[Stored items from a collection]
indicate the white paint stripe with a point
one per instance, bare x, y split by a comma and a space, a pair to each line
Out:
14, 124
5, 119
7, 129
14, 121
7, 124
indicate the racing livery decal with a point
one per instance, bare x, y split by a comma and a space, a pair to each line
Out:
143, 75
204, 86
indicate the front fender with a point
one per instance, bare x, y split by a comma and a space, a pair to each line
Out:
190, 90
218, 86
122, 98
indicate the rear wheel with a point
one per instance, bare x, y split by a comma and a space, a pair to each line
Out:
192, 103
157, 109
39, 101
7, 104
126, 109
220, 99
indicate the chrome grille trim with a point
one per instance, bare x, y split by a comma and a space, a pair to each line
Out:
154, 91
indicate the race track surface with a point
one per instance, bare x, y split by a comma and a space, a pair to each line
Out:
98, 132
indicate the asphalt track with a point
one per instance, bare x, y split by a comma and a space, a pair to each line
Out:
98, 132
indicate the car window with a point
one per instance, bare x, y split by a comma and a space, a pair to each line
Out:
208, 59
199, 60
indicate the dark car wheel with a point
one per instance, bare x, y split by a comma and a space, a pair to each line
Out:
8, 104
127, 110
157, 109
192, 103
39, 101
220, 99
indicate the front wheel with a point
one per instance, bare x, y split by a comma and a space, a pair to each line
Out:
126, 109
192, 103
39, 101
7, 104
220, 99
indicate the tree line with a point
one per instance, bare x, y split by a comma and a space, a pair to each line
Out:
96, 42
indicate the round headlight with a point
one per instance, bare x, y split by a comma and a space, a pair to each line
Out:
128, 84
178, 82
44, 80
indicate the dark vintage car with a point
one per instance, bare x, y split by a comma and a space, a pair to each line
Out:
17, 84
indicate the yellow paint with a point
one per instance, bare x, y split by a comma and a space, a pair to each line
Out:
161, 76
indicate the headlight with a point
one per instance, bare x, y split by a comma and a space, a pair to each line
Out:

**Problem description:**
The required result is a verbatim copy of all the entries.

**Task result:**
indicate the white paint stripe with a point
one per instance, bare x, y split by a comma and a space, a pair to each line
Out:
14, 124
5, 119
7, 129
14, 121
7, 124
indicate the racing livery decal with a point
one per instance, bare x, y split by a comma and a space, a pair to each line
Out:
143, 75
204, 86
indicate the front fender with a point
one per instance, bare x, y split by a comma and a space, a pair to each line
Out:
190, 90
218, 86
122, 98
indicate the rear wheel with a point
one per instance, bare x, y split by a comma and a space, a pair to each line
Out:
192, 103
157, 109
39, 101
7, 104
126, 109
220, 99
indicate the chrome grille trim with a point
one per instance, bare x, y split by a comma and a space, a pair to each line
Out:
154, 91
indicate the race track surface with a point
one per instance, bare x, y split by a comma and a space, a pair to each line
Out:
98, 132
indicate the asphalt track with a point
one per instance, bare x, y split by a comma and a space, a pair to each line
Out:
98, 132
indicate the car window with a point
one per instance, bare x, y split by a comma and a space, a pair to each line
Out:
208, 59
199, 60
indicate the dark car wheel with a point
one per instance, bare x, y split by a comma and a space, a pair to each line
Out:
8, 104
127, 110
157, 109
192, 103
39, 101
220, 99
indicate the front wheel with a point
one per instance, bare x, y split by a comma and a space, a pair to each line
Out:
126, 109
192, 103
39, 101
7, 104
220, 99
indicate the tree line with a point
one per instance, bare x, y split by a comma and a space, a pair to each line
Out:
96, 42
indicate the round headlight with a point
one per instance, bare x, y split by a comma and a space, a pair to each line
Out:
128, 84
178, 82
44, 80
indicate the dark vintage car with a point
one per instance, bare x, y split by a comma and a space, a pair to each line
Out:
17, 84
indicate the yellow paint with a point
one per instance, bare x, y split by a comma and a space, a pair to each line
Out:
161, 76
indicate the headlight with a point
one per instance, bare x, y split by a comma and a space, a pair to each line
Out:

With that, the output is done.